*What you should do*
Pick out every line in the items below that contains the word "bottle", and copy each one.
"""
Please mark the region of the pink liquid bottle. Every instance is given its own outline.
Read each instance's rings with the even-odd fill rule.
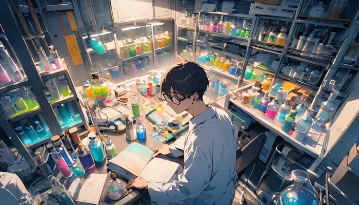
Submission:
[[[137,68],[136,67],[136,63],[135,62],[132,63],[131,64],[131,66],[132,67],[132,73],[133,74],[137,74]]]
[[[51,152],[51,156],[64,177],[69,178],[72,176],[72,171],[70,169],[67,164],[66,164],[65,160],[61,156],[60,152],[58,152],[55,149],[54,149]]]

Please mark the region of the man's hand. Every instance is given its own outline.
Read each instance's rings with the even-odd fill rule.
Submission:
[[[148,189],[148,182],[141,177],[138,177],[136,179],[132,179],[128,181],[127,187],[127,189],[132,187],[140,189],[142,189],[142,188]]]
[[[168,147],[161,144],[155,149],[155,151],[153,152],[153,157],[155,157],[159,154],[166,155],[170,153],[171,151],[170,151],[170,149]]]

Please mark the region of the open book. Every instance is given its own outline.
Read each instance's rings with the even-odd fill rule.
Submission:
[[[180,165],[153,155],[146,147],[132,143],[110,160],[107,168],[129,180],[140,176],[149,182],[168,182]]]

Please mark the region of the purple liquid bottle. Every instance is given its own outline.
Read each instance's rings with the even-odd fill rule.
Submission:
[[[94,159],[91,153],[87,149],[84,149],[81,143],[79,144],[77,149],[77,154],[79,155],[81,164],[85,170],[87,170],[95,167]]]

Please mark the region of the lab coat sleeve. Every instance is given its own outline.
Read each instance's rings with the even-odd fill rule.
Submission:
[[[171,183],[150,182],[148,192],[157,204],[188,204],[195,200],[208,186],[211,169],[205,156],[192,145],[185,160],[183,172]]]

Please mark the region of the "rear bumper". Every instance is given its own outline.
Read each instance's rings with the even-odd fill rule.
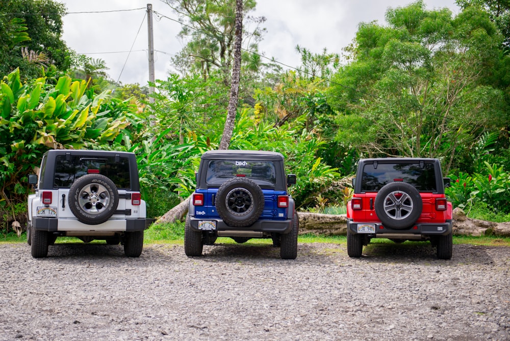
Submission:
[[[191,228],[195,231],[202,231],[198,228],[199,222],[209,221],[216,222],[216,229],[214,231],[239,231],[240,230],[247,231],[269,232],[286,234],[288,233],[292,229],[292,220],[259,220],[255,222],[251,226],[245,227],[234,227],[229,226],[221,219],[206,219],[204,218],[197,218],[190,216],[190,223]]]
[[[50,232],[64,231],[129,232],[143,231],[148,228],[152,222],[153,220],[143,218],[111,220],[97,225],[89,225],[75,220],[34,217],[32,220],[32,227],[34,230]]]
[[[359,225],[371,224],[375,225],[375,233],[360,233],[358,232],[358,226]],[[365,234],[370,238],[375,237],[384,238],[385,234],[391,234],[392,235],[392,237],[394,237],[395,234],[399,234],[401,235],[402,238],[405,238],[406,236],[447,235],[452,232],[452,227],[451,221],[447,221],[444,223],[438,224],[417,224],[408,229],[396,230],[385,227],[380,223],[363,223],[348,220],[347,230],[351,233],[354,234]]]

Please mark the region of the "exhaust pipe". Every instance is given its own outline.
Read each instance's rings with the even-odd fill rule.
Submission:
[[[218,231],[218,237],[250,237],[251,238],[262,238],[263,232],[258,232],[253,231],[244,231],[243,230],[229,230],[228,231]]]

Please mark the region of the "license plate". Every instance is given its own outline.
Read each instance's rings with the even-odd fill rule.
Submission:
[[[198,221],[198,229],[214,231],[216,229],[216,222],[211,220],[199,220]]]
[[[37,207],[37,216],[57,216],[57,207],[46,207],[39,206]]]
[[[360,224],[358,225],[358,233],[375,233],[375,224]]]

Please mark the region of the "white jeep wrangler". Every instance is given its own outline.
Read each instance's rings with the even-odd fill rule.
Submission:
[[[138,257],[143,246],[146,218],[136,158],[132,153],[52,150],[41,163],[37,185],[28,198],[28,242],[35,258],[47,256],[58,237],[85,242],[103,239],[124,245],[128,257]]]

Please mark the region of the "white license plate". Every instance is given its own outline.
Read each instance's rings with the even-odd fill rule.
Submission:
[[[358,233],[375,233],[375,224],[359,224],[358,225]]]
[[[214,231],[216,229],[216,222],[211,220],[198,221],[198,229]]]
[[[57,207],[37,207],[37,216],[57,216]]]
"""
*Answer for the task*
Please mark the region of the pink liquid bottle. Every instance is given its own outline.
Please mark the region of the purple liquid bottle. Every instance is given its own outline.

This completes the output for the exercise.